#### PAGE EXTRACT
============

Harsanyi type spaces are models such that each player has one of many possible types, the state space is the Cartesian product of all sets of possible types, and partitions are such that each player knows only her own type. The condition imposed by Hellwig (2013) makes his class of models more general than Harsanyi spaces because he requires only that for every pair of players \(i,j\) and every element \(\pi ^{i}\) of \(i\)’s partition and \(\pi ^{j}\) of \(j\)’s partition, then \(\pi ^{i}\cap \pi ^{j}\ne \varnothing \). Intuitively, Harsanyi spaces could be imagined as hyperrectangles (generalization of rectangles for higher dimensions), while a monotonic model could be imagined as a line.

If a model has a cycle \(c\), then there is an alternating cycle. If \(c\) is alternating we are done. Otherwise, by the definition of cycle, part (ii), the cycle \(c\) contains consecutive edges \(\left\langle j;\omega _{1}^{\prime },\omega _{2}^{\prime }\right\rangle , \left\langle j;\omega _{2}^{\prime },\omega _{3}^{\prime }\right\rangle \),\(\ldots , \left\langle j;\omega _{s-1}^{\prime },\omega _{s}^{\prime }\right\rangle , \left\langle j^{\prime };\omega _{s}^{\prime },\omega _{s+1}^{\prime }\right\rangle \) such that \(s\!\ge \! 3\) and \(j\!\ne \! j^{\prime }\). Because states \(\omega _{i}^{\prime }\) and \(\omega _{i+1}^{\prime }\), for \(i\!=\!1,\ldots \!,s\!-\!1\), belong to the same element of \(\Pi ^{j}\), then \(\omega _{1}^{\prime }\) and \( \omega _{s}^{\prime }\) belong to the same element of \(\Pi ^{j}\). Define the cycle \(c^{\prime }\) from \(c\) by replacing the collection of edges \( \left\langle j;\omega _{1}^{\prime },\omega _{2}^{\prime }\right\rangle , \left\langle j;\omega _{2}^{\prime },\omega _{3}^{\prime }\right\rangle \),\( \ldots , \left\langle j;\omega _{s-1}^{\prime },\omega _{s}^{\prime }\right\rangle \) by \(\left\langle j;\omega _{1}^{\prime },\omega _{s}^{\prime }\right\rangle \). If the result is alternate, we are done. Otherwise, repeat the process. This process decreases the number of edges in cycle. Because \(c\) has only finitely many edges, eventually, the resulting cycle will be alternate.

============

#### MATERIAL PROVIDED
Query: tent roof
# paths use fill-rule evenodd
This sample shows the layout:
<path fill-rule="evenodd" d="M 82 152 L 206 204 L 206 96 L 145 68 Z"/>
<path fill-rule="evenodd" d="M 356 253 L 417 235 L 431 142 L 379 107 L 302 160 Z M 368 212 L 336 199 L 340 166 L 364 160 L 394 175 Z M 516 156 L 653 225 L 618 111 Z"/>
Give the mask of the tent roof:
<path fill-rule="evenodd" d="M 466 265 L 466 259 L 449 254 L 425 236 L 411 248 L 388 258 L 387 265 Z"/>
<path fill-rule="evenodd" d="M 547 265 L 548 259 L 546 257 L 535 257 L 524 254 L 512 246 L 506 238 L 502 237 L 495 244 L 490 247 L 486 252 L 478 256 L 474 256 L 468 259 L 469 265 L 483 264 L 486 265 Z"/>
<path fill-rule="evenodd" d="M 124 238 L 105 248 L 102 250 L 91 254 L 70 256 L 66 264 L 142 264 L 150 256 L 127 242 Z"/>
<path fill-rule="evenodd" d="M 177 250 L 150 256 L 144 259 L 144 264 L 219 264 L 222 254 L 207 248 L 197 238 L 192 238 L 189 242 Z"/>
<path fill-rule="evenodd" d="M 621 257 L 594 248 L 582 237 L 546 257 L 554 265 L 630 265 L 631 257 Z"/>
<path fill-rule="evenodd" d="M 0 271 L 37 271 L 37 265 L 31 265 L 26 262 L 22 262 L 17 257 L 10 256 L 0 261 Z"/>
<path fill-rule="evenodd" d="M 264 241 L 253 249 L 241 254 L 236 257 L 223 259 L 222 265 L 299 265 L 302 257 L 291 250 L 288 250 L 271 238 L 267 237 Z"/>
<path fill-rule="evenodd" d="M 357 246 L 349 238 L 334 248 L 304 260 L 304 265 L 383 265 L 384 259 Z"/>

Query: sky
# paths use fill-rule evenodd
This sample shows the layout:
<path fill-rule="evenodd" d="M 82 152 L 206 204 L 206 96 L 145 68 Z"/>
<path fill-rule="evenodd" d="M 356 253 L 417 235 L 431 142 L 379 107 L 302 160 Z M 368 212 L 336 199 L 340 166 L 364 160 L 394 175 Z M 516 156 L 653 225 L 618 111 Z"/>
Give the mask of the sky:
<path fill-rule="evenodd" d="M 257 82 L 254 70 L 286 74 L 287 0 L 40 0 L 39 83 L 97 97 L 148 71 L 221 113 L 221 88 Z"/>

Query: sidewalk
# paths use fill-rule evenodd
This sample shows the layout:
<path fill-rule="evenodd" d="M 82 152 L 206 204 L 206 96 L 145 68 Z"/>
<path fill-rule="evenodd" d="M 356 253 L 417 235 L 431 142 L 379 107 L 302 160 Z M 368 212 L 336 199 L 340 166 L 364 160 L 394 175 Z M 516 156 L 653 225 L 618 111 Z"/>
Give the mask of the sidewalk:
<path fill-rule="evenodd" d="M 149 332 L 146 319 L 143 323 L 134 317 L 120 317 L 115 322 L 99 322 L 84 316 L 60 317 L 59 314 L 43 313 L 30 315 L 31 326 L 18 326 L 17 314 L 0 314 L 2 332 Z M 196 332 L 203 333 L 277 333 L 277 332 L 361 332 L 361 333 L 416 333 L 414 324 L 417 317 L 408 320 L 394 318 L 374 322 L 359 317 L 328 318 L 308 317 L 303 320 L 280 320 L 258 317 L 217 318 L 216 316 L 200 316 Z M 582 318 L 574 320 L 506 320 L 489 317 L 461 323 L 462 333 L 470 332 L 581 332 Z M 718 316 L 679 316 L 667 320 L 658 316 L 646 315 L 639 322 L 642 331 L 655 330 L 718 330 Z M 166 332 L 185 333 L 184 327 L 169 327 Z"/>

============

#### OBJECTIVE
List every property that the extract on type spaces and cycles gives in its description of Harsanyi type spaces.

#### COMPLETE ANSWER
- Each player has one of many possible types.
- The state space is the Cartesian product of all sets of possible types.
- Partitions are such that each player knows only her own type.